(Stored records)
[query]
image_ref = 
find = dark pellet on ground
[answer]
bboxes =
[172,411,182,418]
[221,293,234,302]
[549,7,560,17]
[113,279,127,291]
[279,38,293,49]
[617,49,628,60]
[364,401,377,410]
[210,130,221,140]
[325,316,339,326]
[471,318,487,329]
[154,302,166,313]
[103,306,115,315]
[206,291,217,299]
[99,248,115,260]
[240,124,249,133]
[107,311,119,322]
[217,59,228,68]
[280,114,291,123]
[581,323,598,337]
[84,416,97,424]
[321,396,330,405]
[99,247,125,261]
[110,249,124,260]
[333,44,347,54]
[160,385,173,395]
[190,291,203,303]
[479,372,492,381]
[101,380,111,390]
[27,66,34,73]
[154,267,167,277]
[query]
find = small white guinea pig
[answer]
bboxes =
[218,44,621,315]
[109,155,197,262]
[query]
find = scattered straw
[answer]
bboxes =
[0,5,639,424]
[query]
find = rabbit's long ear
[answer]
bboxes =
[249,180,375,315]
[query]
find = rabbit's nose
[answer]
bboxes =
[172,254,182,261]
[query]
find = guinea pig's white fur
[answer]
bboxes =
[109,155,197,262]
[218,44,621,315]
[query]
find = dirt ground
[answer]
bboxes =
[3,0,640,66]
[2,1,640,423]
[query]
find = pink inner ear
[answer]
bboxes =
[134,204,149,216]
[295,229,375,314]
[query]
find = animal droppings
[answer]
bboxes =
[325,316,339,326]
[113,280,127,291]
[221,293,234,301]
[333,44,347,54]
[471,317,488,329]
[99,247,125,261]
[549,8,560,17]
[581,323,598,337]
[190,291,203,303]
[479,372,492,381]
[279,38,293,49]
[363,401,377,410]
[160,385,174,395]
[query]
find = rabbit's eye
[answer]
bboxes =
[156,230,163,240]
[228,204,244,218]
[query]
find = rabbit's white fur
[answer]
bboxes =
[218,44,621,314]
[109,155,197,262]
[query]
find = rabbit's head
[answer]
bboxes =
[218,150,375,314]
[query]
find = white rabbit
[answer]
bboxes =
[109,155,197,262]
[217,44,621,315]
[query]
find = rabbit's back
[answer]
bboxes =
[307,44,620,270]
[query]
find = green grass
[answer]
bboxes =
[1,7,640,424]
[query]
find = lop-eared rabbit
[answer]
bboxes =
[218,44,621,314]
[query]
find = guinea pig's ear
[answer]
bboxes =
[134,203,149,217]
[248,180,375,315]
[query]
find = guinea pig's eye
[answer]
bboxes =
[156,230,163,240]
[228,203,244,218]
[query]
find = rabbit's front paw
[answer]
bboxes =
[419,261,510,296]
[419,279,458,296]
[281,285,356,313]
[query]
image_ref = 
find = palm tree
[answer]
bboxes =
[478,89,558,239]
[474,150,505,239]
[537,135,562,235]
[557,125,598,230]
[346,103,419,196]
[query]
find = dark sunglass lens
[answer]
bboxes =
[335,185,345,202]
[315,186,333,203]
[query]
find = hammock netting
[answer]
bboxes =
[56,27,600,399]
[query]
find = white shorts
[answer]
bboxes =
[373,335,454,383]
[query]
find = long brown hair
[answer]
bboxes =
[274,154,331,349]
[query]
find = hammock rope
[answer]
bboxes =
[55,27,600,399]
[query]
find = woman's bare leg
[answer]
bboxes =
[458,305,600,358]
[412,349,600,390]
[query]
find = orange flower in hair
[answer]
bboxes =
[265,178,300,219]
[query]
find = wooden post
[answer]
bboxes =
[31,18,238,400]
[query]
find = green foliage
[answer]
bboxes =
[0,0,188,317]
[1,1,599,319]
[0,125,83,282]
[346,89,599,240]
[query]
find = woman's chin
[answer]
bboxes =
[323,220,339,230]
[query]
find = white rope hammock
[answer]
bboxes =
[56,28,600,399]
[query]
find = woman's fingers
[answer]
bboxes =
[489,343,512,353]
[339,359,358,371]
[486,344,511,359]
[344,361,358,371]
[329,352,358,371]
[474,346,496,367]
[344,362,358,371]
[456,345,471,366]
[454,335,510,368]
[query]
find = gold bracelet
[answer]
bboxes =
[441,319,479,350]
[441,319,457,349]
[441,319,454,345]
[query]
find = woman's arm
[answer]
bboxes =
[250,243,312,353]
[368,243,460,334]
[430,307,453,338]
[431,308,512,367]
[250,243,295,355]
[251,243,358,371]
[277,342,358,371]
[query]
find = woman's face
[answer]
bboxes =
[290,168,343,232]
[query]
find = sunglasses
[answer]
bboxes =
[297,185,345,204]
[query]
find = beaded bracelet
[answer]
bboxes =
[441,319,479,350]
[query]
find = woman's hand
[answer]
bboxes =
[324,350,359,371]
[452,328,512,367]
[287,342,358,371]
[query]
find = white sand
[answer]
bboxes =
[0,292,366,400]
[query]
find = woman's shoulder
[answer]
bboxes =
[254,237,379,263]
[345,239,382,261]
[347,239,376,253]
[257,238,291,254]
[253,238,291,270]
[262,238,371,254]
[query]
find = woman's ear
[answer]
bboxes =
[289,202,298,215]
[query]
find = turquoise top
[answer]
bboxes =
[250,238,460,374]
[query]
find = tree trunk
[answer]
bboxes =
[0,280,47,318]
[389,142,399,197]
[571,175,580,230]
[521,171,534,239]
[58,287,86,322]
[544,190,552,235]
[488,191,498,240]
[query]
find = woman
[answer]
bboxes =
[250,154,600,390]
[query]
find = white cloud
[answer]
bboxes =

What this task involves
Check each line of the data for "woman". Copy the lines where it turns up.

Answer box
find = woman's bare leg
find = woman's chin
find = woman's fingers
find = woman's arm
find = woman's face
find = woman's hand
find = woman's shoulder
find = woman's ear
find = woman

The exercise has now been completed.